(Records of labeled boxes)
-----
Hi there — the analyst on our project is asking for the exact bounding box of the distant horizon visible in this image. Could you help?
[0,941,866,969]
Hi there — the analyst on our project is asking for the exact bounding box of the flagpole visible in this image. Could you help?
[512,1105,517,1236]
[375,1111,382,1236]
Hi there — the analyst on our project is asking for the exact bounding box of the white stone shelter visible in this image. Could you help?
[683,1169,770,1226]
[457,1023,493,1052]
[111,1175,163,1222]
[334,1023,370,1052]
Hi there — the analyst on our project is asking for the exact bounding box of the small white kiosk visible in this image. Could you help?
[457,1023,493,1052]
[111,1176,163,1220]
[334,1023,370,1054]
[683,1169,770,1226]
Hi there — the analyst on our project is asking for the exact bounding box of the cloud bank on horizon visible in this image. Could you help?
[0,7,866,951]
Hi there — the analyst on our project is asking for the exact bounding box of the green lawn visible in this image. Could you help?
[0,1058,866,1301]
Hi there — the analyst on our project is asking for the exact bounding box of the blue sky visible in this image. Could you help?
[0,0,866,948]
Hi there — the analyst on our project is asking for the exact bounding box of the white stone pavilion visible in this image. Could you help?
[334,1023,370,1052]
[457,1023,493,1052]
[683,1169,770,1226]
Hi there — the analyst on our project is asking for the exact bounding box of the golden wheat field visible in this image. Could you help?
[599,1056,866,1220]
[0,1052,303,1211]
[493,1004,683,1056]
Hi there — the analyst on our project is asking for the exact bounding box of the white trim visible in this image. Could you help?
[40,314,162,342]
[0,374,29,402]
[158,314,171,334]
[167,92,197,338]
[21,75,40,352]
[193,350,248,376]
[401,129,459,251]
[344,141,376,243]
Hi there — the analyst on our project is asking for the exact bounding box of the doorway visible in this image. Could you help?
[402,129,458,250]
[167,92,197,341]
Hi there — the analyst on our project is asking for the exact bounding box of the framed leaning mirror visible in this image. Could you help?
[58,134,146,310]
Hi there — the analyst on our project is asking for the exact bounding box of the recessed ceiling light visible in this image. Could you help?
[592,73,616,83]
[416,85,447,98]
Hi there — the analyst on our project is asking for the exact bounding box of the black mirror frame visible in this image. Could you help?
-----
• **Goal of the exercise**:
Present each line of the material above as a Markdown table with the columns Row and Line, numbering the rows and leaving out blank lines.

• **Response to this exercise**:
| Row | Line |
|---|---|
| 1 | Hi there — the analyst on our project is asking for the exact bounding box of the distant horizon visible in this image. Could you help? |
| 2 | [0,941,866,969] |
| 3 | Hi there — the analyst on our project is asking for the exact bounding box of the flagpole visible in this image. Could you help? |
| 4 | [512,1105,517,1236] |
| 5 | [375,1111,382,1236] |
| 6 | Hi there — the analyst on our project is asking for the exact bounding box of the white stone shelter visible in this image. Could you help? |
| 7 | [683,1169,770,1226] |
| 8 | [457,1023,493,1052] |
| 9 | [111,1175,163,1222] |
| 10 | [334,1023,370,1052] |
| 11 | Hi there — the analyst on our project is asking for the exact bounding box of the small white kiosk visible in this image. Could you help? |
| 12 | [457,1023,493,1052] |
| 13 | [111,1176,163,1220] |
| 14 | [334,1023,370,1054] |
| 15 | [683,1169,770,1226] |
| 16 | Hi there — the analyst on our project is asking for the exact bounding box of the cloud bank on horizon visible in this image. Could you help? |
| 17 | [0,7,866,951] |
| 18 | Hi there — the analyst on our project is asking for the exact bounding box of the green lawn visible in this image. Could you help? |
| 19 | [0,1058,866,1301] |
| 20 | Hi there — the analyst on our project is asking for the exact bounding box of the blue sky visible in this image. Could you help? |
| 21 | [0,0,866,948] |
| 22 | Hi there — the analyst on our project is asking for the exact bounding box of the white stone pavilion visible in this image. Could you help? |
| 23 | [334,1023,370,1052] |
| 24 | [457,1023,493,1052] |
| 25 | [683,1169,770,1226] |
| 26 | Hi there — the analyst on our project is asking for the exact bounding box of the golden wheat field visible in this image. Could you help? |
| 27 | [599,1056,866,1220] |
| 28 | [0,1052,303,1211] |
| 29 | [493,1004,683,1056] |
| 30 | Hi there — the analyst on our project is asking for the exact bounding box of the white trim visible in this image. Could you help? |
| 31 | [40,314,162,342] |
| 32 | [0,374,29,402] |
| 33 | [158,314,171,334] |
| 34 | [167,92,197,338] |
| 35 | [21,75,40,352] |
| 36 | [193,350,248,376] |
| 37 | [401,129,459,251] |
| 38 | [344,141,376,243] |
| 39 | Hi there — the analyst on our project is asking for the exact bounding box of the doorway visible in this image. Could you help? |
| 40 | [402,129,458,250] |
| 41 | [167,92,197,341] |
| 42 | Hi there — the analyst on our project is asking for the exact bounding box of the framed leaning mirror visible in this image. Could you help? |
| 43 | [58,134,146,310] |
| 44 | Hi there — the analyst on our project is asking for the exact bounding box of the recessed ceiling light visible in this image. Could you help? |
| 45 | [592,73,616,83] |
| 46 | [416,85,447,98] |
| 47 | Hi there — the analyst on our project is asking for the exact bounding box of the black mirror frame visible in this image. Could you help? |